— Assignment 1 —
In the text on aquatic predators below, what does the paper aim to provide?
— Assignment 2 —
Continue the text on aquatic predators below from its last sentence.

— Extract —
The Roles of Aquatic Predators

Image Credit: Neil Hammerschlag, Oregon State University, Image Cropped, CC BY-SA 2.0

Ecosystem Function and Services of Aquatic Predators in the Anthropocene (2019) Hammerschalg et al., Trends in Ecology and Evolution,

The Crux

Aquatic predators play an important role in many ecosystems, and are often among the more charismatic species in the ecosystem. Because of this, they are often the target of conservation for ocean management bodies worldwide. This paper aims to provide a synthesis of the ecosystem services that aquatic predators provide in marine and freshwater ecosystems worldwide. Below, we’ve chosen 4 of the more interesting and important roles to go into.

— Provided material —
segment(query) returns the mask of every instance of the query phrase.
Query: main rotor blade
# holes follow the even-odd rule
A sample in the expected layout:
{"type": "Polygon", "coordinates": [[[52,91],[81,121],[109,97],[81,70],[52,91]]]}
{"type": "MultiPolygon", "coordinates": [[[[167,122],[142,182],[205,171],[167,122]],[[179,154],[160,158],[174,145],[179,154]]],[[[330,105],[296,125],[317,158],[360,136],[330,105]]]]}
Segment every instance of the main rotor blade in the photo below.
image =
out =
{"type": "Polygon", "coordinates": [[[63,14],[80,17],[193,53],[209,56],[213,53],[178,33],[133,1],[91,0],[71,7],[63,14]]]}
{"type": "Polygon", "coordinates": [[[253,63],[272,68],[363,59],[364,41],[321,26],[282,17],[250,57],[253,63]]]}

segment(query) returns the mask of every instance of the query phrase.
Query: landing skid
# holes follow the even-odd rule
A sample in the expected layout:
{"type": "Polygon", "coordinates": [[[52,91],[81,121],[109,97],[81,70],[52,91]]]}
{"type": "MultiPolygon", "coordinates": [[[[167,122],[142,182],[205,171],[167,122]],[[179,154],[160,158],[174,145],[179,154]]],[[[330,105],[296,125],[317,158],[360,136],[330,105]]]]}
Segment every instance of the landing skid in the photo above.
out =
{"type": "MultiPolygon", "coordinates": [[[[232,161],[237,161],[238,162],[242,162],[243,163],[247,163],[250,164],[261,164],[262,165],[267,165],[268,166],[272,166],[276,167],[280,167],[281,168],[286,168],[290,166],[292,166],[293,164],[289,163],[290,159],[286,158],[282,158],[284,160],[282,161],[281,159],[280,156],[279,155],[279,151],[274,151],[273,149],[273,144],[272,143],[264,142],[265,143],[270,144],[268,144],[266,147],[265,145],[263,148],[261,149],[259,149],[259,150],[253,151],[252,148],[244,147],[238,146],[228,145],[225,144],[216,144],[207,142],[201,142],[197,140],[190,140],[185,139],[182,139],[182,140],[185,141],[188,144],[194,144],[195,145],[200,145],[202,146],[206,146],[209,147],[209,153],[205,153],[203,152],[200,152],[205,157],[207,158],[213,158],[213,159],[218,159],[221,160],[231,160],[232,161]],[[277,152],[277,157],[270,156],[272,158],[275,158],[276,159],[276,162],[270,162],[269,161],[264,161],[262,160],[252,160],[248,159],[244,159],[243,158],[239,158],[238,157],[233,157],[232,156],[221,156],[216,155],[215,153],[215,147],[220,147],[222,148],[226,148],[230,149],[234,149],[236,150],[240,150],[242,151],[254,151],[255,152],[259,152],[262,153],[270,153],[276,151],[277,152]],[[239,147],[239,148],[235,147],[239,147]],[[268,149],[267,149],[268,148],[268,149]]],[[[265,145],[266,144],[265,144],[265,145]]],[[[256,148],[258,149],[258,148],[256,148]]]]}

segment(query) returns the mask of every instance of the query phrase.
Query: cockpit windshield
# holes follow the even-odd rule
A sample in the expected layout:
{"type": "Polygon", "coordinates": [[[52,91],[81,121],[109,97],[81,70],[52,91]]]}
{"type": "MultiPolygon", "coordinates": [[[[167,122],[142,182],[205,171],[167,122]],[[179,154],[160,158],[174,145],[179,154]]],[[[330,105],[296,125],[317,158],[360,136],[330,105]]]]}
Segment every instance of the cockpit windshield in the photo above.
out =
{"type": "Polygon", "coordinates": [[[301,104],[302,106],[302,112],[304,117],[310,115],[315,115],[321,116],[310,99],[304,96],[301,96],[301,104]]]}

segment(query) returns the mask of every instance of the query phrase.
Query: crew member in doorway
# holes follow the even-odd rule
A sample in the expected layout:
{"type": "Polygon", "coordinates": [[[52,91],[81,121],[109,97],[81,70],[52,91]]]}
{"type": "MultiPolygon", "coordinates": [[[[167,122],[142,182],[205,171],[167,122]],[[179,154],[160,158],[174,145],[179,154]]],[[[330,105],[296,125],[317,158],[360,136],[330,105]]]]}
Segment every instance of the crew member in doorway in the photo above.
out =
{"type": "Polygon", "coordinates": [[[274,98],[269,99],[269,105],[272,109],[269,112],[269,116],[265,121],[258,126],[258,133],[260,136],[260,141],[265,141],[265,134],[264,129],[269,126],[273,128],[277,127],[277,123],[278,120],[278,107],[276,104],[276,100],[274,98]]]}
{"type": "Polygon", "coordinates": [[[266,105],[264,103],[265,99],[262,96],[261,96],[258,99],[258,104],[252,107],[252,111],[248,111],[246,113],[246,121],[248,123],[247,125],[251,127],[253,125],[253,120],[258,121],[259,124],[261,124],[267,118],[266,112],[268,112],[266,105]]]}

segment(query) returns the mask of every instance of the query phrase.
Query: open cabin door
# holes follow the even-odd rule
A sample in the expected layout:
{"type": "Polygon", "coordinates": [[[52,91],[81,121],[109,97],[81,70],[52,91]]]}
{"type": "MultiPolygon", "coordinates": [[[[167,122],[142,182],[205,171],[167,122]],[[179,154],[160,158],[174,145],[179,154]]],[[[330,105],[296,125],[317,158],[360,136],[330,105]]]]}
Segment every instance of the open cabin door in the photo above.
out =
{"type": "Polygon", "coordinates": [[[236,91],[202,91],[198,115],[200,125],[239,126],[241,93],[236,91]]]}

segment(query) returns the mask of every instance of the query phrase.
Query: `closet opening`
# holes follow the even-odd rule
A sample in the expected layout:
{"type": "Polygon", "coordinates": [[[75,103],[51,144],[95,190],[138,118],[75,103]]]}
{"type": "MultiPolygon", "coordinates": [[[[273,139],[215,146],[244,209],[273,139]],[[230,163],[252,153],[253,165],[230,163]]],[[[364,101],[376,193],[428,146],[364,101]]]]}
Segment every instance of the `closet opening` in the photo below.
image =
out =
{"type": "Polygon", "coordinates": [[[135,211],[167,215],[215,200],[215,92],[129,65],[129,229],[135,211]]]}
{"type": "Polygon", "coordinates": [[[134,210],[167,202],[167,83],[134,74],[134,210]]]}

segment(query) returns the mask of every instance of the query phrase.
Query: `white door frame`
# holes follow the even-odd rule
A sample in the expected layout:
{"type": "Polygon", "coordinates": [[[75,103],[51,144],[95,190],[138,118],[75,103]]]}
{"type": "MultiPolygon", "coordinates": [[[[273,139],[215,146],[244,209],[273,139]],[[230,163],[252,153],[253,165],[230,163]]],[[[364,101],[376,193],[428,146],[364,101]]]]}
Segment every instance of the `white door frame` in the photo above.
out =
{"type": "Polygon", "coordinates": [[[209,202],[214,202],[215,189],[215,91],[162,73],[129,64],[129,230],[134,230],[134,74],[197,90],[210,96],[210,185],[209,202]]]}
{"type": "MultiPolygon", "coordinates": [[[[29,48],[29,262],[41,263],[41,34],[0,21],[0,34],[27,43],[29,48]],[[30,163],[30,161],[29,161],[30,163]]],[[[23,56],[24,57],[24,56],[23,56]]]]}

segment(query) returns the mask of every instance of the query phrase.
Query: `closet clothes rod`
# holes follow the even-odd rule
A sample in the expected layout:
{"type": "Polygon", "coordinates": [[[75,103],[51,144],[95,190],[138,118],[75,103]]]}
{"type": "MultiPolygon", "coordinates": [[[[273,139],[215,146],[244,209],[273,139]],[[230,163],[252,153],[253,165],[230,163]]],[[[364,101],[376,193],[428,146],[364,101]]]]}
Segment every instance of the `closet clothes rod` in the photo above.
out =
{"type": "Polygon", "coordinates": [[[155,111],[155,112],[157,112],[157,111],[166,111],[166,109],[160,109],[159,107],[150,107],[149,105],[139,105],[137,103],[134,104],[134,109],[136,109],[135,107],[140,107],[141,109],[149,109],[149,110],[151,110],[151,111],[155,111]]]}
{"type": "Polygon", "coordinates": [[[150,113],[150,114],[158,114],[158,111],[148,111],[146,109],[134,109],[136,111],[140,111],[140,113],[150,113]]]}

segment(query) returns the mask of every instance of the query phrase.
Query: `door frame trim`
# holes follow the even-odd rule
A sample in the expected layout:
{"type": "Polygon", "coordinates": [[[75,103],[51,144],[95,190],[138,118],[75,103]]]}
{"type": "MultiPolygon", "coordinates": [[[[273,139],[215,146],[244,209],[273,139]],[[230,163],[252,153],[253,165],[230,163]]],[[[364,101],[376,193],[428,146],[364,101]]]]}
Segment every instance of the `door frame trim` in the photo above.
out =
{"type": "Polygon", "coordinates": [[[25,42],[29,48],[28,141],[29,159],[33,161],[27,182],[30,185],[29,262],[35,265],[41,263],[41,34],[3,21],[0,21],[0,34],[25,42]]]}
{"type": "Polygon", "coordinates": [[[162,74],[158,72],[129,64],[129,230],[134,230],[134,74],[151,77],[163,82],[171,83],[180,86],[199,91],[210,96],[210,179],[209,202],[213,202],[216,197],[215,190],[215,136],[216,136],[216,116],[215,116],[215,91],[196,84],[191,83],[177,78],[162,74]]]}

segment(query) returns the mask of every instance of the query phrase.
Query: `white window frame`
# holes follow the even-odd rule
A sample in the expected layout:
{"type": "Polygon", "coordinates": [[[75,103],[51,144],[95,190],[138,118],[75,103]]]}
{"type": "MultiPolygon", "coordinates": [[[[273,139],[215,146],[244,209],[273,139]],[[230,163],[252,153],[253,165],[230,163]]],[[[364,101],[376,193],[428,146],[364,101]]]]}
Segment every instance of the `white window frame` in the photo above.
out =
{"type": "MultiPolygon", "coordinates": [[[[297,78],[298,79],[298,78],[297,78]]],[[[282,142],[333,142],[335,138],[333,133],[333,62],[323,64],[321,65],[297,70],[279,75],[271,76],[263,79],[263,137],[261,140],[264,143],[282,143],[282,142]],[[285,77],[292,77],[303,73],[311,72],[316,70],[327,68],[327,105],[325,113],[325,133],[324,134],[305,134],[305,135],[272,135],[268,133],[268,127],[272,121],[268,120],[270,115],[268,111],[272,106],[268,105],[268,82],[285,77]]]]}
==
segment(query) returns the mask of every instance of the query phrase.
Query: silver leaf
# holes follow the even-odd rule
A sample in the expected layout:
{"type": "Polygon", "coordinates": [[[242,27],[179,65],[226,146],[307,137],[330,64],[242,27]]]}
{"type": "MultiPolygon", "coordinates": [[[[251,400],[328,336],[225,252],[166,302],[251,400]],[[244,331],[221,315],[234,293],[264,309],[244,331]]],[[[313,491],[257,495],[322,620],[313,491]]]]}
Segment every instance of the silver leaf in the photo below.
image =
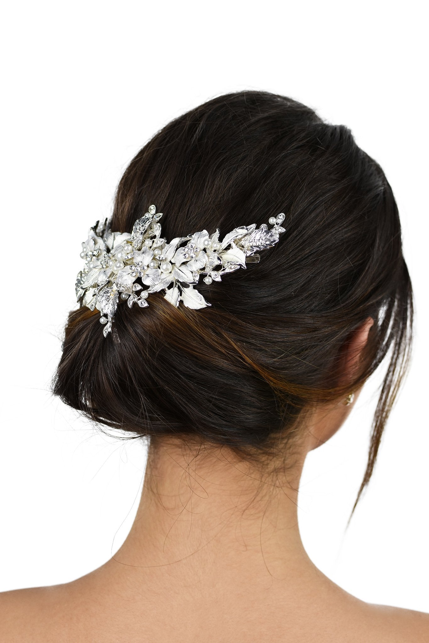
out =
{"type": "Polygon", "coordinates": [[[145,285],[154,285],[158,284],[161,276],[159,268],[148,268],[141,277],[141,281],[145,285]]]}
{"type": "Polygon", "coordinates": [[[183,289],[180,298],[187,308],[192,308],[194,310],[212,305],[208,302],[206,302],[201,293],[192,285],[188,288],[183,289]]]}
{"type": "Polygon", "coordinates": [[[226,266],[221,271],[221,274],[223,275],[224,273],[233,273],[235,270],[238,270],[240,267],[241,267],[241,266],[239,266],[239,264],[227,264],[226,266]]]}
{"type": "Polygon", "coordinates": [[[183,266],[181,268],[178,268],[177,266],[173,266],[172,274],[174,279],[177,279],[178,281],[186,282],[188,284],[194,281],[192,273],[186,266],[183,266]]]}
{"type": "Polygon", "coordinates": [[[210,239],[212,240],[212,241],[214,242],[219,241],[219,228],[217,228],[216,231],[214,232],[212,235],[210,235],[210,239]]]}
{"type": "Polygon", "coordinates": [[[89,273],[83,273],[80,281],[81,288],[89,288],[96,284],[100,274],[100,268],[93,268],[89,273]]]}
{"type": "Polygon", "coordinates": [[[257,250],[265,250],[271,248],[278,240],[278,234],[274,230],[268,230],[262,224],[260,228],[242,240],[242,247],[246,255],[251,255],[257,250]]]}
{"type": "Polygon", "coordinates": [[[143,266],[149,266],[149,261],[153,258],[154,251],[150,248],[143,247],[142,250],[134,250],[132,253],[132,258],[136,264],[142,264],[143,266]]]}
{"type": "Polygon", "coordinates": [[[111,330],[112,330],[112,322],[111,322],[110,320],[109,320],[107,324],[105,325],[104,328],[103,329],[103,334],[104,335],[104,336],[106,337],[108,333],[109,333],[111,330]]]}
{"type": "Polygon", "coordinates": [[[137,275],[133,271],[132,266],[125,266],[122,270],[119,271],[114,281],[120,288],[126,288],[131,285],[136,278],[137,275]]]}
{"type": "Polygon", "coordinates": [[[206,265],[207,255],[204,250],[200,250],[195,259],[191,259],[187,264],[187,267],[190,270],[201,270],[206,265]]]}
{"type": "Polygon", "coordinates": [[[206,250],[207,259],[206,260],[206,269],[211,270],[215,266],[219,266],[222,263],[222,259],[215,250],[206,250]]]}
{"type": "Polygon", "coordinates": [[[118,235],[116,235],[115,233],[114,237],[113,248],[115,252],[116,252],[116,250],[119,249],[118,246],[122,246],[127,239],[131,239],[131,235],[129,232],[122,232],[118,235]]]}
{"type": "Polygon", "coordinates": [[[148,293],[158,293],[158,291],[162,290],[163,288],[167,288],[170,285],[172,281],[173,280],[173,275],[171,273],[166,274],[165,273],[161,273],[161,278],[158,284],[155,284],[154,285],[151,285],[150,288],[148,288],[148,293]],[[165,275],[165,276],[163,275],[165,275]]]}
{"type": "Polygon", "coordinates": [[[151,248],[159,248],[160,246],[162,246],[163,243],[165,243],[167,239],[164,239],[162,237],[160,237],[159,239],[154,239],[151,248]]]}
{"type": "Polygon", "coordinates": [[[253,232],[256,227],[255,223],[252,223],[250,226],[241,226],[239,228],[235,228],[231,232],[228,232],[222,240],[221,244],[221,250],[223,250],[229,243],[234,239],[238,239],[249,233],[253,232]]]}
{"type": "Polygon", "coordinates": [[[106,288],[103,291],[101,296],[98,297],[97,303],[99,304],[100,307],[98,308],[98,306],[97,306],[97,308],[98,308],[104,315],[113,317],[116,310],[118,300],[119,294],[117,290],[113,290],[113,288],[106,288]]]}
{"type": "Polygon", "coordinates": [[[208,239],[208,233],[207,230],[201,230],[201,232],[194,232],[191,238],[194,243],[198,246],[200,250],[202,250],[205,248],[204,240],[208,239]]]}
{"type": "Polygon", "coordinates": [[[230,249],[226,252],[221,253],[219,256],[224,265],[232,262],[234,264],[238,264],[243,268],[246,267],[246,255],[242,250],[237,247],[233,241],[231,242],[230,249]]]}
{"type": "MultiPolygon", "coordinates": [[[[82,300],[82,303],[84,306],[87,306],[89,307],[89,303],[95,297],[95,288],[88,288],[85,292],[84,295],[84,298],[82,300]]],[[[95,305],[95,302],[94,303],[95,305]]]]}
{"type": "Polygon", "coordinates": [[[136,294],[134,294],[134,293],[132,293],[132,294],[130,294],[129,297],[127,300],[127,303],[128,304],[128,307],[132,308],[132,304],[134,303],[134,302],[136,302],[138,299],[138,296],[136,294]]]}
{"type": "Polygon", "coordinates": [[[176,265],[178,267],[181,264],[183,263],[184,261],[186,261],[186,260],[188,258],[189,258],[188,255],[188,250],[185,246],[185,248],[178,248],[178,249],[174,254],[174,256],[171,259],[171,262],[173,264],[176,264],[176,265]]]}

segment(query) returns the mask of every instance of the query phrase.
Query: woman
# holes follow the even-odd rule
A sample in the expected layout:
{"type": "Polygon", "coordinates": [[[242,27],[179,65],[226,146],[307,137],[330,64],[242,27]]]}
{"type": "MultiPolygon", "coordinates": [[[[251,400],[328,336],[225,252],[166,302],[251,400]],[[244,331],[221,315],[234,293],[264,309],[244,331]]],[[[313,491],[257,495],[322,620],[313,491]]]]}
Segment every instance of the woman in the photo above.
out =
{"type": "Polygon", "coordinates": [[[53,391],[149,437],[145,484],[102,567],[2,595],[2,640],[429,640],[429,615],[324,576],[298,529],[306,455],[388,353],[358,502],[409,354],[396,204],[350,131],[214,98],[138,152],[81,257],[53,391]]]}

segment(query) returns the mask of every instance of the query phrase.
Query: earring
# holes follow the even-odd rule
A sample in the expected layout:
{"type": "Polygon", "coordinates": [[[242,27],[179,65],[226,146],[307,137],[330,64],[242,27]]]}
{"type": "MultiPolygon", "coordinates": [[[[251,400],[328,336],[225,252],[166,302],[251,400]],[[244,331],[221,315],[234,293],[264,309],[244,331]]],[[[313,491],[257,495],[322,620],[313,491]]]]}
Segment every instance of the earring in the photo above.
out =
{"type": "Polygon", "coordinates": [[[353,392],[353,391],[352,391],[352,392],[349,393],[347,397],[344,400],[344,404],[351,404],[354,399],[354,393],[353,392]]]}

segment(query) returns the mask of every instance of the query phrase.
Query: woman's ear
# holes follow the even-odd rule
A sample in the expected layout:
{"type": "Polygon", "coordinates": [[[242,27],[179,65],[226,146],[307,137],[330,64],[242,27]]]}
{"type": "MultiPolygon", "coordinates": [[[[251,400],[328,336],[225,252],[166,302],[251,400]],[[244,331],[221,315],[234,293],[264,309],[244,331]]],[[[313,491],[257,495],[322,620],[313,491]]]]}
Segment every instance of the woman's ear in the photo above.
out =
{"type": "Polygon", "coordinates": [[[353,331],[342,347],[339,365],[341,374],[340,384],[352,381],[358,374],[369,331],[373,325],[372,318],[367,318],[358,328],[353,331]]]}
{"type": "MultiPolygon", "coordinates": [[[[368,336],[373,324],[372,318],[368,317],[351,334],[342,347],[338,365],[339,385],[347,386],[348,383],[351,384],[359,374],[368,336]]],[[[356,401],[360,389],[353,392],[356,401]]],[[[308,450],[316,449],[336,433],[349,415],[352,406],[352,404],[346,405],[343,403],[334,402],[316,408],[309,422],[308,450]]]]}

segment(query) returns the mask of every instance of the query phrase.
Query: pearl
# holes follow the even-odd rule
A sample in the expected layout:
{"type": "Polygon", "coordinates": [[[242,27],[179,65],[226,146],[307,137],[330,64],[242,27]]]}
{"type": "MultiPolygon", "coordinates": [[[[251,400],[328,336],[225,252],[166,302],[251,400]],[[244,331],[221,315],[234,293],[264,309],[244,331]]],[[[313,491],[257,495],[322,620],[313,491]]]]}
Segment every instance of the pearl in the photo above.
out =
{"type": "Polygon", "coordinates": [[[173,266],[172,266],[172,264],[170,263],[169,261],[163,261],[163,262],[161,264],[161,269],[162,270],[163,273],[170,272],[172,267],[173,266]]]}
* * *
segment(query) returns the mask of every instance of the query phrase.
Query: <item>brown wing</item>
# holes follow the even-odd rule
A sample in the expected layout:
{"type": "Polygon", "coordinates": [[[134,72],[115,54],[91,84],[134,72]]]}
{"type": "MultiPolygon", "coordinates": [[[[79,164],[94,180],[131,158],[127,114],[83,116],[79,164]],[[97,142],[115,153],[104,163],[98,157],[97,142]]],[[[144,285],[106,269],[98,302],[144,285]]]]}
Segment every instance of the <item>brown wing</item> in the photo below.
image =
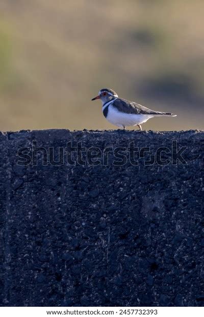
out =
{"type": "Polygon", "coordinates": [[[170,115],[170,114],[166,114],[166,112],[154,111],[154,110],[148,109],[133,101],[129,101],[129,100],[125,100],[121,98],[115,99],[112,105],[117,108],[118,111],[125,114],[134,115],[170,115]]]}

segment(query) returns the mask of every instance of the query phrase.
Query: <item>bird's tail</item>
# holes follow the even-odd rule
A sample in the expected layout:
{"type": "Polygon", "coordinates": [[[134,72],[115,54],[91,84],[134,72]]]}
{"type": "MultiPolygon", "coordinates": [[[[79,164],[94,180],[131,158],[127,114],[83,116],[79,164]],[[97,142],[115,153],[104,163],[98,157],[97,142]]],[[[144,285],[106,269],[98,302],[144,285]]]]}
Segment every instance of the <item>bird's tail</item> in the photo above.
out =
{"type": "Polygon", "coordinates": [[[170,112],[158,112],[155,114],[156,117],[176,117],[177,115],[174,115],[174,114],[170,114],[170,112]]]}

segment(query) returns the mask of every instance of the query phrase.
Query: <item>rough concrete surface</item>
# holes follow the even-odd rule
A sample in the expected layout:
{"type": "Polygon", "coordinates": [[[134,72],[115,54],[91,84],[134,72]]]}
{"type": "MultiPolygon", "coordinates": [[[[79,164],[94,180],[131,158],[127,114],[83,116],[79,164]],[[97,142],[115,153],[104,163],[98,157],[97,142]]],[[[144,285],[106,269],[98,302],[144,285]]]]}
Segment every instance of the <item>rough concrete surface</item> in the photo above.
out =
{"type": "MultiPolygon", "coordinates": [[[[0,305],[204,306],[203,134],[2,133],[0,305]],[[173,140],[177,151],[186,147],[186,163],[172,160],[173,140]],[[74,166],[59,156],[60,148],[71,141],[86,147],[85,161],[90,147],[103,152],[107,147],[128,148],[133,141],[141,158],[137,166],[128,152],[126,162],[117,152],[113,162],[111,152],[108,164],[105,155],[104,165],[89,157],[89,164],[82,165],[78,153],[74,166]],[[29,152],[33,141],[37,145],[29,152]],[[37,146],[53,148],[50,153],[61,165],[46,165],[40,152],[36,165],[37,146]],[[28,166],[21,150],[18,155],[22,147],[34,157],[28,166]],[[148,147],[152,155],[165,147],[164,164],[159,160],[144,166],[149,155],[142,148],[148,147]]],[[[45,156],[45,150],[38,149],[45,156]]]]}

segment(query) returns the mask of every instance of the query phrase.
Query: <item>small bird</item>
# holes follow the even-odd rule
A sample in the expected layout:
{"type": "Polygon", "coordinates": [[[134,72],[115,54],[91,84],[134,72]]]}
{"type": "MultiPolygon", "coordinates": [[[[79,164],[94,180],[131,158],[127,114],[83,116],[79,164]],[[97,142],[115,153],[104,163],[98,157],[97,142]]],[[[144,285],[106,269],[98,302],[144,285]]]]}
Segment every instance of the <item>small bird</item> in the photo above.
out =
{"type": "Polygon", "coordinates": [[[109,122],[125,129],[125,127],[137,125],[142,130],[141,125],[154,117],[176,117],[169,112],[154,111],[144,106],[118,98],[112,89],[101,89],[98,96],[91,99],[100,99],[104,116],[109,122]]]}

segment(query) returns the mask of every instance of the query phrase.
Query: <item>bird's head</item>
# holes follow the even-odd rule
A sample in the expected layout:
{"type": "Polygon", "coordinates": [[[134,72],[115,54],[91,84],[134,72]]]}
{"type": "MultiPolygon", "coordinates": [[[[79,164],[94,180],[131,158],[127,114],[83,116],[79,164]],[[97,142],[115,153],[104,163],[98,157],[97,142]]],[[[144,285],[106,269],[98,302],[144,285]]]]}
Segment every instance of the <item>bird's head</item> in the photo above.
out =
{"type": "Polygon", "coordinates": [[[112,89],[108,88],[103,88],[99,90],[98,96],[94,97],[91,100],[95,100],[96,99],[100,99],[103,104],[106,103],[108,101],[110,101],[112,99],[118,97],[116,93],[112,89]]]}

— Answer box 1 —
A synthesis of the ecosystem services that aquatic predators provide in marine and freshwater ecosystems worldwide.

— Answer box 2 —
The Findings

Mediating Climate Change

Aquatic plant life holds large amounts of carbon, and higher levels of plant consumption lead to more of this carbon getting into the atmosphere. Aquatic predators can keep herbivore populations at reasonable levels, ensuring the “sequestering” of large amounts of carbon. A great example is the recovery of sea otters in the pacific Northwest. The rebounding otter population lowered the numbers of sea urchins (i had a paper not too long ago about the otters and disease, think you could link to it here?), which in turn led to an increase in kelp, which has increased the amount of sequestered carbon in the area by between 4 and 9 megatons.

Did You Know: Review Papers

Clearly this Paper of the Week is slightly differently formatted. Whilst we usually look at original experiments here on Ecology for the Masses, we’ve chosen to summarise a review paper this week. Review papers are the result of an exhaustive synthesis by researchers who want to summarise the state of research in a specific field. They’re essentially a goldmine for anyone looking to get up to speed on a topic. As a result of their nature as summaries, they’re generally quite accessible to non-scientists as well, so we highly recommend checking out the original paper here.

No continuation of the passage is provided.